==== DOCUMENT

The learned counsel has also drawn the attention of the Court to the following pas-sages at pages 138 and 139 of Garner’s Administrative Law, 6th Edition :

“Turning our attention to the substance of the rule relating to bias, the first point to emphasise is that it is not necessary to prove actual bias. If, in fact, actual bias can be shown the decision in question may be challenged on grounds already considered such as ‘irrelevant considertions’ or ‘improper purpose’. The natural justice ‘bias’ rule looks to external appearances rather than to proof of actual improper exercise of power. If the reasonable observer would have the requisite degree of suspicion of bias in the decision-maker then that decision can be challenged. It is a matter of the Courts ensuring that ‘justice is seen to be done”.

The Supreme Court in International Airports Authority of India v. K. D. Bali, while dealing with the case of bias has held thus :

“It is not enough to show that, even if there was misconduct on his part, the award was unaffected by it, and was in reality just; arbitrator must not do anything which is not in itself fair and impartial. The party to the proceedings should not have apprehension that the authority is biased and is likely to decide against the party. But there must be a real llikelhood of bias and not mere suspicion of bias before the proceedings can be quashed on the ground that the person conducting the proceedings is disqualified by interest. The apprehension must be judged from a healthy reasonable and average point of view and not on mere apprehension and vague suspicion of whimsical pricious and unreasonable people.”

11. Sri C. S. Shanthamallappa, learned Counsel appearing for some of the petitioners has drawn the attention of the Court to a decision in Vishakapatnam Co-operative Motor Transport Ltd., Vishakapatnam v. G. Bangaruraju, . In that case the provisions of S. 44(2) of the Act are considered and held thus :

“The collector of a district is not disqualified from being appointed as a member of the Regional Transport Authority, merely because he happens to be the ex officio president of a Co-operative Society which has applied for the issue of a bus permit,”

========
==== GIVEN ENTRIES

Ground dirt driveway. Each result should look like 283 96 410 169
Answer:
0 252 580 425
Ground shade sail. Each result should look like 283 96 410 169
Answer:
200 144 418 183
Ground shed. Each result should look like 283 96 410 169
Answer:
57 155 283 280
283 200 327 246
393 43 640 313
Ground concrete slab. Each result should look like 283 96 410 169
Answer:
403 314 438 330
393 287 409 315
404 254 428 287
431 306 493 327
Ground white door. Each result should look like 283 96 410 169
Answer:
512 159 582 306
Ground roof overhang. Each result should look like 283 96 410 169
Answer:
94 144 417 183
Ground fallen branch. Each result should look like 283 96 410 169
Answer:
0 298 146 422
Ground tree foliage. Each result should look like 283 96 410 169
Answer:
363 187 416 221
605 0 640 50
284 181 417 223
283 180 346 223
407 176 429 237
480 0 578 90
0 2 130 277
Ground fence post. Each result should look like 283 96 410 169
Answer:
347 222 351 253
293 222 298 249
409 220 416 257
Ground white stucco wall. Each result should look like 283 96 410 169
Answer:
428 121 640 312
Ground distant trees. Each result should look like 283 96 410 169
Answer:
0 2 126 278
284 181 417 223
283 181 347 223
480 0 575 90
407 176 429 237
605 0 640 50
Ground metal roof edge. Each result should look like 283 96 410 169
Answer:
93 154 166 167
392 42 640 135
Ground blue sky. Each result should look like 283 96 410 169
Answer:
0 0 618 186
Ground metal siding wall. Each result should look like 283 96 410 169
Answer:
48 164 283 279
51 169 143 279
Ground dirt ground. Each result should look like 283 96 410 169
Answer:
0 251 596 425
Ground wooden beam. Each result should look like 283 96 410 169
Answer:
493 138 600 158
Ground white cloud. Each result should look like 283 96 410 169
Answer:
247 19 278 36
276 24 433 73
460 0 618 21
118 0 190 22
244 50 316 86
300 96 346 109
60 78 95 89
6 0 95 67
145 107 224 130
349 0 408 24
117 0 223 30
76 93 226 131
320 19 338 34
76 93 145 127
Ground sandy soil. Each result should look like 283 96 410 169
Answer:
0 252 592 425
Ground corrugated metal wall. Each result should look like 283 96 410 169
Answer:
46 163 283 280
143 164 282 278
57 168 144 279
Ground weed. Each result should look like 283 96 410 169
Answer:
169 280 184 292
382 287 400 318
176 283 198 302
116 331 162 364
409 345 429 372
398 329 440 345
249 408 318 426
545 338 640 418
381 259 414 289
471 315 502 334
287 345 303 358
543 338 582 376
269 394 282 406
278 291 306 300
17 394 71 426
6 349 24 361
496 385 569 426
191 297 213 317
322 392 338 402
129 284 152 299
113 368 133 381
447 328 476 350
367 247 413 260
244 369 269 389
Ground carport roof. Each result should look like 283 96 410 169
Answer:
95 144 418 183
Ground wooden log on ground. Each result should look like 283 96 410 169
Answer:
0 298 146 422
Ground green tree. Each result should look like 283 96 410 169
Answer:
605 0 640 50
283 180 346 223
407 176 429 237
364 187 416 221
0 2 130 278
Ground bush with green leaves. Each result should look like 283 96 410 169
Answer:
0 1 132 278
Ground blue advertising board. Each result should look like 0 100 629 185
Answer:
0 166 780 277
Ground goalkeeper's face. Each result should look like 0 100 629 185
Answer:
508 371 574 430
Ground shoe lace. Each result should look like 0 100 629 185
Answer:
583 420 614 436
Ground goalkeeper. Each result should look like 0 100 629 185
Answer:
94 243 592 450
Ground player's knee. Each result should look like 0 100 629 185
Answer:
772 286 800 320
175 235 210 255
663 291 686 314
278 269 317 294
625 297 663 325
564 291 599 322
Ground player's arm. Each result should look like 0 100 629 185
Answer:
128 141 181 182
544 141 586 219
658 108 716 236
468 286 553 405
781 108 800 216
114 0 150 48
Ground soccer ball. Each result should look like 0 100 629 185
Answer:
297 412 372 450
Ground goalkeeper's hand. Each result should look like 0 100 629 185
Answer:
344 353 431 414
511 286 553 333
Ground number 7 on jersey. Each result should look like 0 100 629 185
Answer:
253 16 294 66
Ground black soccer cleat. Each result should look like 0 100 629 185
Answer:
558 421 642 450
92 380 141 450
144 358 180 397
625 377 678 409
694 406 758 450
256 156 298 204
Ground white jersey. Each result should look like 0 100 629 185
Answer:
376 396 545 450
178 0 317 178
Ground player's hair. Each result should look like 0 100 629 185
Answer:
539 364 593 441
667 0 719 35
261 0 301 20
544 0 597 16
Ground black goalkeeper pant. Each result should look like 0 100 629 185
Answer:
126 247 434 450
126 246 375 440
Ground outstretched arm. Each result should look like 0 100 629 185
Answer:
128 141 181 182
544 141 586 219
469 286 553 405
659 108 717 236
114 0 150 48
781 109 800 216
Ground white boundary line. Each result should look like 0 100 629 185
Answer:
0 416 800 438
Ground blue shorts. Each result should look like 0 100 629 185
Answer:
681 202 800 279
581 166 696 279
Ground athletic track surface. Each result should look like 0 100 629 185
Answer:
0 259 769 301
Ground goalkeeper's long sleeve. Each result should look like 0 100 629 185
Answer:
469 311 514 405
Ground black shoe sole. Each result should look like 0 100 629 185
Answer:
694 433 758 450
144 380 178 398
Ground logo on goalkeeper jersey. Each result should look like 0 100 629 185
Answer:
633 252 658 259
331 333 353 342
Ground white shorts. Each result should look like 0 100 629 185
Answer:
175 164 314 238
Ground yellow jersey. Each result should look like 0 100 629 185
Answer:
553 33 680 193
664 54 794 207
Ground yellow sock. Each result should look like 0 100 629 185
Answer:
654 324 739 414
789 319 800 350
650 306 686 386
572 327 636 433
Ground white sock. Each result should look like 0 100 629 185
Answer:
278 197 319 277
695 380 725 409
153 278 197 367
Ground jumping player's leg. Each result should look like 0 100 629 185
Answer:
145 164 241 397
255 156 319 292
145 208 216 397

========

### TASK REQUIREMENTS:
A - Do the following statements agree with the text on bias? Answer yes or no for each, quoting the words of the text that decide it.
(i) The Garner passage says that actual bias must be proven.
(ii) In the K. D. Bali case, the Supreme Court held that apprehension of bias is to be judged from a healthy, reasonable and average point of view.
(iii) The Vishakapatnam decision held that a district collector is disqualified from membership of the Regional Transport Authority merely because he is ex officio president of a co-operative society that applied for a bus permit.
B - Continue the text on bias from its last sentence.

### FINAL ANSWERS:
A -
(i) No: "it is not necessary to prove actual bias."
(ii) Yes: "The apprehension must be judged from a healthy reasonable and average point of view"
(iii) No: "The collector of a district is not disqualified from being appointed as a member of the Regional Transport Authority"

B -
Of Course, here it is relevant to notice that a Co-operative Society cannot be equated to a State Transport undertaking. Therefore the aforesaid observtions are not applicable to the case on hand. However, with regard to bias it has been held that it is a matter of fundamental importance that justice should not only be done but manifestly and un-doutedly seem to be done. The combined result of these two well established principles is that irrespective of the possibility or otherwise of actual partiality being proved, the constitution of a tribunal entrusted with judicial or quasi judicial functions is deemed to be bad if and when it deals with any case in which it can be said that one of the members of that body is among the suitors or litigants before the body. Therefore, the Resolution of the R.T.A. was set aside. The learned Counsel has also placed reliance on a decision in N. Gopalam v. General Road Traffic Board, Trivandrum, , in that decision also the provisions of S. 44(2) of the Act were considered and held thus (at p. 346) :

“It is not possible for me to accept the contentions of the respondents that the. State Transport Board functions only as an advisory Board and that it is not connected directly with the management or operation of a transport undertaking. It is unnecessary to repeat the several clauses excepting to mention that according to the terms of the notification, Ex. 1, the State Transport Board is reconstituted with a view to contributing to the efficient working of the Transport Department and for allowing the participation of the representative of the employees of the department in its management.

   XXX     XXX
 

 "Power is also given to the Board to recommend the fixation of fares and rates."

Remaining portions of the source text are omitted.